■ **Information**:
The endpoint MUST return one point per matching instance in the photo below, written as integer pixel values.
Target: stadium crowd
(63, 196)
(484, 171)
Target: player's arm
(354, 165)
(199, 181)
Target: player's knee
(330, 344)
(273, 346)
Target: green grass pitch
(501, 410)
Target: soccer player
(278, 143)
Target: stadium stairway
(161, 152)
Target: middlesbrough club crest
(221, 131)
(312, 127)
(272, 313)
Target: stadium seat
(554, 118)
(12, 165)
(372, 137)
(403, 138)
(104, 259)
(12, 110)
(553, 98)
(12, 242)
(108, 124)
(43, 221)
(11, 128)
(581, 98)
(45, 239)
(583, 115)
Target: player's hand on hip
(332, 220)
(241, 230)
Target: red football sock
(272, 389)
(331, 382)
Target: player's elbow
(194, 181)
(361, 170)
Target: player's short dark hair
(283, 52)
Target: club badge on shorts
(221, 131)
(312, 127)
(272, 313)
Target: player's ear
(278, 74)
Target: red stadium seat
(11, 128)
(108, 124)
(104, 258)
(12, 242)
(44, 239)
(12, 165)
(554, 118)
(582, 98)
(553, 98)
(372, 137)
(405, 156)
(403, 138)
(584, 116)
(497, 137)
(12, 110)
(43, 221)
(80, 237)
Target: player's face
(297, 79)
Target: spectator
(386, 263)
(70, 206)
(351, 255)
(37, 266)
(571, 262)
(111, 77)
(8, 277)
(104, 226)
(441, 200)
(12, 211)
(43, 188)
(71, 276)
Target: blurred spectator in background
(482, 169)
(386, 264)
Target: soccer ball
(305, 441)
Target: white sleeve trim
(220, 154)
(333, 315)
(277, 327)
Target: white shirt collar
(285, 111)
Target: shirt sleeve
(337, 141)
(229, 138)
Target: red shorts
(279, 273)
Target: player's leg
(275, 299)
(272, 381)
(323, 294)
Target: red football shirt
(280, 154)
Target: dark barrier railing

■ **Description of the task**: From the line that contains "Target: club badge on shorts" through the last line of the records above, copy every line exactly and leave out the rest.

■ **Answer to this problem**:
Target: club badge on shorts
(221, 131)
(312, 127)
(272, 313)
Target: player's ear
(278, 74)
Target: red stadium seat
(11, 128)
(108, 124)
(104, 258)
(12, 242)
(44, 239)
(12, 165)
(554, 118)
(582, 98)
(553, 98)
(372, 137)
(405, 156)
(403, 138)
(584, 116)
(497, 137)
(12, 110)
(43, 221)
(80, 237)
Target: player's face
(297, 79)
Target: spectator
(386, 263)
(70, 206)
(351, 255)
(37, 266)
(571, 262)
(111, 77)
(8, 277)
(104, 226)
(441, 200)
(12, 211)
(43, 188)
(71, 276)
Target: blurred spectator in background
(482, 169)
(386, 264)
Target: soccer ball
(305, 441)
Target: white sleeve trim
(220, 154)
(333, 315)
(277, 327)
Target: white shirt collar
(285, 111)
Target: shirt sleeve
(337, 141)
(229, 138)
Target: red shorts
(279, 273)
Target: player's leg
(275, 299)
(272, 381)
(323, 294)
Target: red football shirt
(280, 154)
Target: dark barrier railing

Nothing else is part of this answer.